(WORKING DATA)

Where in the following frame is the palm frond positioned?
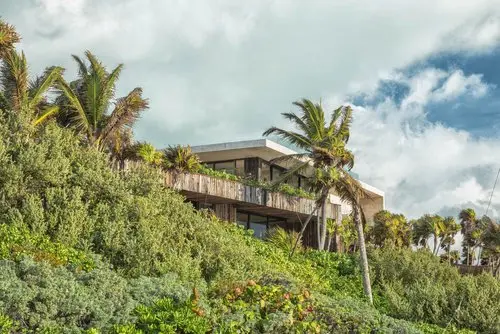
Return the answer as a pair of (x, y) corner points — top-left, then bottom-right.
(57, 78), (91, 136)
(335, 105), (353, 143)
(0, 50), (28, 112)
(281, 112), (313, 138)
(262, 127), (312, 150)
(98, 87), (148, 149)
(0, 19), (20, 56)
(269, 160), (310, 190)
(33, 105), (59, 126)
(28, 66), (64, 107)
(71, 55), (89, 78)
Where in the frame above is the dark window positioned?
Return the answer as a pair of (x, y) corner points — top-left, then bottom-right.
(249, 214), (268, 239)
(237, 211), (249, 229)
(261, 161), (271, 183)
(214, 161), (236, 174)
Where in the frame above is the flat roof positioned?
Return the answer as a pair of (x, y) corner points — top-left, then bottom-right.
(191, 139), (297, 156)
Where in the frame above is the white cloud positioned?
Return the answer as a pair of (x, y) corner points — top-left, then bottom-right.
(337, 69), (500, 219)
(433, 70), (490, 101)
(3, 0), (500, 220)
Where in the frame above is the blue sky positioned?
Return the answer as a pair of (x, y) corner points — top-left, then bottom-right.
(3, 0), (500, 219)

(End WORKING DATA)

*REQUIRED ACTION*: Copy the listing in full and without alteration, omitting every picture.

*RESULT OF THE TASK*:
Where in the following frame is the palm frond positioned?
Return the answer as a pair of (x, y) corner points — top-left, then bottom-right.
(57, 78), (91, 136)
(335, 105), (353, 143)
(0, 50), (28, 112)
(281, 112), (313, 138)
(262, 127), (312, 150)
(98, 87), (148, 149)
(0, 19), (20, 56)
(269, 160), (310, 190)
(33, 105), (59, 126)
(28, 66), (64, 107)
(71, 55), (89, 78)
Where in the frame above is the dark window positioned?
Return the answer as a pair of (x, y) corner points — top-left, then bottom-right.
(249, 214), (268, 239)
(237, 211), (249, 229)
(261, 161), (271, 183)
(214, 161), (236, 174)
Where in the frame above is the flat roof positioned?
Return the answer as a pair of (x, y) corner points — top-left, then bottom-right.
(191, 139), (297, 156)
Where in the frame above is the white cloud positioned?
Return the answer as a pair of (x, y) corner points — top-left, then bottom-right.
(337, 69), (500, 219)
(433, 70), (490, 101)
(3, 0), (500, 220)
Where in the frame above is the blue sky positioned?
Return the answer as a pair of (x, y) corner points — top-left, then bottom-right.
(3, 0), (500, 219)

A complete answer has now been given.